#### [Short exercise]
Copy the warrant transfer text below word for word, in full.

#### [Source text]
————
The Holder agrees, by acceptance of this Warrant, that this Warrant and any
such
securities issuable
under this Warrant will
not
be sold or otherwise transferred unless
(i) a registration statement with respect to such transfer is effective under
the Act and any applicable state securities laws or (ii) such sale or transfer
is made pursuant to one or more exemptions from the Act.
(c) In
addition to the limitations set forth in Section 1 and in accordance with
the
legend on the first page hereof, this Warrant may not be sold, transferred,
assigned or hypothecated by the Holder except in compliance with the provisions
of the Act and the applicable state securities “blue sky” laws, and is so
transferable only upon the books of the Company which it shall cause to be
maintained for such purpose. The Company may treat the registered Holder
of this
Warrant as it appears on the Company’s books at any time as the Holder for all
purposes. The Company shall permit any Holder of a Warrant or its duly
authorized attorney, upon written request during ordinary business hours,
to
inspect and copy or make extracts from its books showing the registered Holders
of Warrant. All Warrants issued upon the transfer or assignment of this Warrant
will be dated the same date as this Warrant, and all rights of the holder
thereof shall be identical to those of the Holder unless, in each case,
otherwise prohibited by applicable law.
(d) The
Holder has been afforded (i) the opportunity to ask such questions as it
has
deemed necessary of, and to receive answers from, representatives of the
Company
concerning the terms and conditions of the Warrants or the exercise of the
Warrants; and (ii) the opportunity to request such additional information
which
the Company possesses or can acquire without unreasonable effort or
expense.
(e) The
Holder did not (i) receive or review any advertisement, article, notice or
other
communication published in a newspaper or magazine or similar media or broadcast
over television or radio, whether closed circuit, or generally available;
or
(ii) attend any seminar, meeting or investor or other conference whose attendees
were, to such Holder’s knowledge, invited by any general solicitation or general
advertising.
————
[Dataset entries]
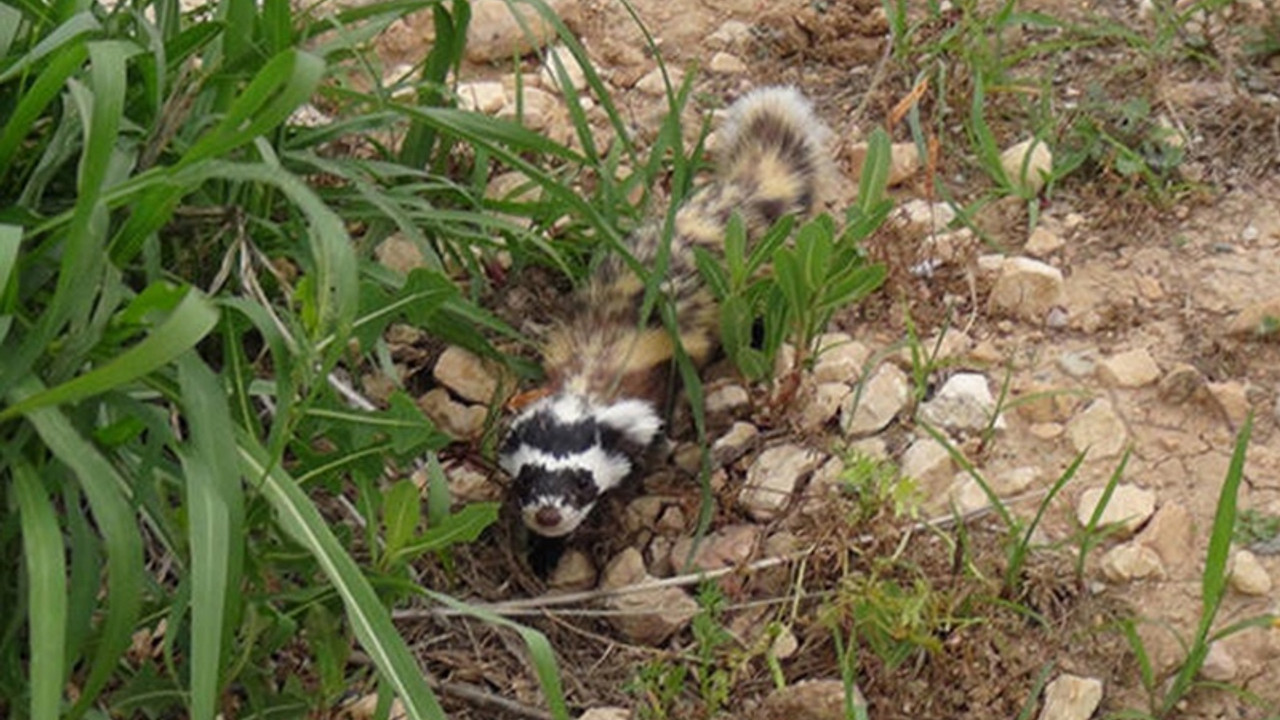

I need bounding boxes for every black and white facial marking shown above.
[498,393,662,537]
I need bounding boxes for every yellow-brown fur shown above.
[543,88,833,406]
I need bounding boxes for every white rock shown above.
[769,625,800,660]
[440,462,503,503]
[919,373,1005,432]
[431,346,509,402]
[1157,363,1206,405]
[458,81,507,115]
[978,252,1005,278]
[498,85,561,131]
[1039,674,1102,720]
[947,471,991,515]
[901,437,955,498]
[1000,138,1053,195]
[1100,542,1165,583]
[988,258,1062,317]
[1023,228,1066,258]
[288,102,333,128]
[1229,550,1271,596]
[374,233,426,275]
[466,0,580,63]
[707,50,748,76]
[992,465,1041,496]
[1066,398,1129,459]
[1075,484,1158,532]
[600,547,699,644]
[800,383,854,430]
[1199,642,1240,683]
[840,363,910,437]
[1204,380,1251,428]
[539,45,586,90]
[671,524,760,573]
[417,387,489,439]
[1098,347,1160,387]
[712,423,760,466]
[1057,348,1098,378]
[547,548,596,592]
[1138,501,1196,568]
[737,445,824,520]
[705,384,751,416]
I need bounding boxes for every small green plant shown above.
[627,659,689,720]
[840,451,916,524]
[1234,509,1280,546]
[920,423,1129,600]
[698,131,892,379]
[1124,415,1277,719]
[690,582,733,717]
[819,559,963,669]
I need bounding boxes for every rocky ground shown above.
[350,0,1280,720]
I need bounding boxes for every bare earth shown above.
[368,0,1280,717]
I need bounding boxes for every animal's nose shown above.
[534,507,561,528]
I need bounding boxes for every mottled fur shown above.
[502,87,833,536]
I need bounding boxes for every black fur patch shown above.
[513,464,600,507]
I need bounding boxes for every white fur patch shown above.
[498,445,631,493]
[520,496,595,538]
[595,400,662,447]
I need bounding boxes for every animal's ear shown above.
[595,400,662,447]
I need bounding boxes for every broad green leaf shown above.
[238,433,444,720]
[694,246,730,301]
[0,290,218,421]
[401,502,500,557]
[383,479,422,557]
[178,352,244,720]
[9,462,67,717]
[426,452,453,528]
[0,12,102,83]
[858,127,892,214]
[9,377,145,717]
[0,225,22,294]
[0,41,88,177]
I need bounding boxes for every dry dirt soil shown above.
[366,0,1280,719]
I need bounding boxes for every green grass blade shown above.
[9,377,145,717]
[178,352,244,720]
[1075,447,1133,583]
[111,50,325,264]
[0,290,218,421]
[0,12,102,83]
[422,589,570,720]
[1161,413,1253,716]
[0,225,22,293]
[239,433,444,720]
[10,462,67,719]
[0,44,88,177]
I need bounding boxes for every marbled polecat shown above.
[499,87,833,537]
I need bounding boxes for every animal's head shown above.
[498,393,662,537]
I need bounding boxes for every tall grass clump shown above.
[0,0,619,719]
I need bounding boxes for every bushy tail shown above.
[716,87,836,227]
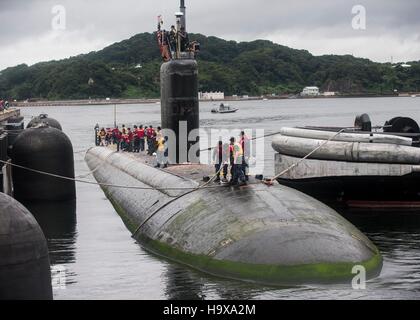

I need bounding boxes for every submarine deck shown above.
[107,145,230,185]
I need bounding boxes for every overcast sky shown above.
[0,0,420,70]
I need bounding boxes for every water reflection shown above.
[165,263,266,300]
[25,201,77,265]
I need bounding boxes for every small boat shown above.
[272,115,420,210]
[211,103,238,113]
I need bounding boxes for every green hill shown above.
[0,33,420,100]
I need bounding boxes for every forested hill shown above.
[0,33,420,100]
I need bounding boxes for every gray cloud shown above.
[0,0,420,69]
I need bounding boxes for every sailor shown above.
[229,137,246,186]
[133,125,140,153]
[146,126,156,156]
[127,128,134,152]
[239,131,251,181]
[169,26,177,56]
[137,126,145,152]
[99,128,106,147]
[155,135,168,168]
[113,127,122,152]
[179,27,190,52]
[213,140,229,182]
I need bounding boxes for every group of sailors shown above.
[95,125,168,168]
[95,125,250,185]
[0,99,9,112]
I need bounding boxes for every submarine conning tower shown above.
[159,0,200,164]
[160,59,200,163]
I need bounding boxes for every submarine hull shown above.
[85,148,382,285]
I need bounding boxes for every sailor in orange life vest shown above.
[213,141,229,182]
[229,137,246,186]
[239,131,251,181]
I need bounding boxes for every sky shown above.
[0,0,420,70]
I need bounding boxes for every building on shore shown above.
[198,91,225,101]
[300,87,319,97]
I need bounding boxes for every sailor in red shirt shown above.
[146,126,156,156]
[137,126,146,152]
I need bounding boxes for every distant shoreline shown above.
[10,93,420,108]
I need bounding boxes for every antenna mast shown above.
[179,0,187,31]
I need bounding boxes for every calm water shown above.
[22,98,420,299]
————
#### [Task answer]
The Holder agrees, by acceptance of this Warrant, that this Warrant and any
such
securities issuable
under this Warrant will
not
be sold or otherwise transferred unless
(i) a registration statement with respect to such transfer is effective under
the Act and any applicable state securities laws or (ii) such sale or transfer
is made pursuant to one or more exemptions from the Act.
(c) In
addition to the limitations set forth in Section 1 and in accordance with
the
legend on the first page hereof, this Warrant may not be sold, transferred,
assigned or hypothecated by the Holder except in compliance with the provisions
of the Act and the applicable state securities “blue sky” laws, and is so
transferable only upon the books of the Company which it shall cause to be
maintained for such purpose. The Company may treat the registered Holder
of this
Warrant as it appears on the Company’s books at any time as the Holder for all
purposes. The Company shall permit any Holder of a Warrant or its duly
authorized attorney, upon written request during ordinary business hours,
to
inspect and copy or make extracts from its books showing the registered Holders
of Warrant. All Warrants issued upon the transfer or assignment of this Warrant
will be dated the same date as this Warrant, and all rights of the holder
thereof shall be identical to those of the Holder unless, in each case,
otherwise prohibited by applicable law.
(d) The
Holder has been afforded (i) the opportunity to ask such questions as it
has
deemed necessary of, and to receive answers from, representatives of the
Company
concerning the terms and conditions of the Warrants or the exercise of the
Warrants; and (ii) the opportunity to request such additional information
which
the Company possesses or can acquire without unreasonable effort or
expense.
(e) The
Holder did not (i) receive or review any advertisement, article, notice or
other
communication published in a newspaper or magazine or similar media or broadcast
over television or radio, whether closed circuit, or generally available;
or
(ii) attend any seminar, meeting or investor or other conference whose attendees
were, to such Holder’s knowledge, invited by any general solicitation or general
advertising.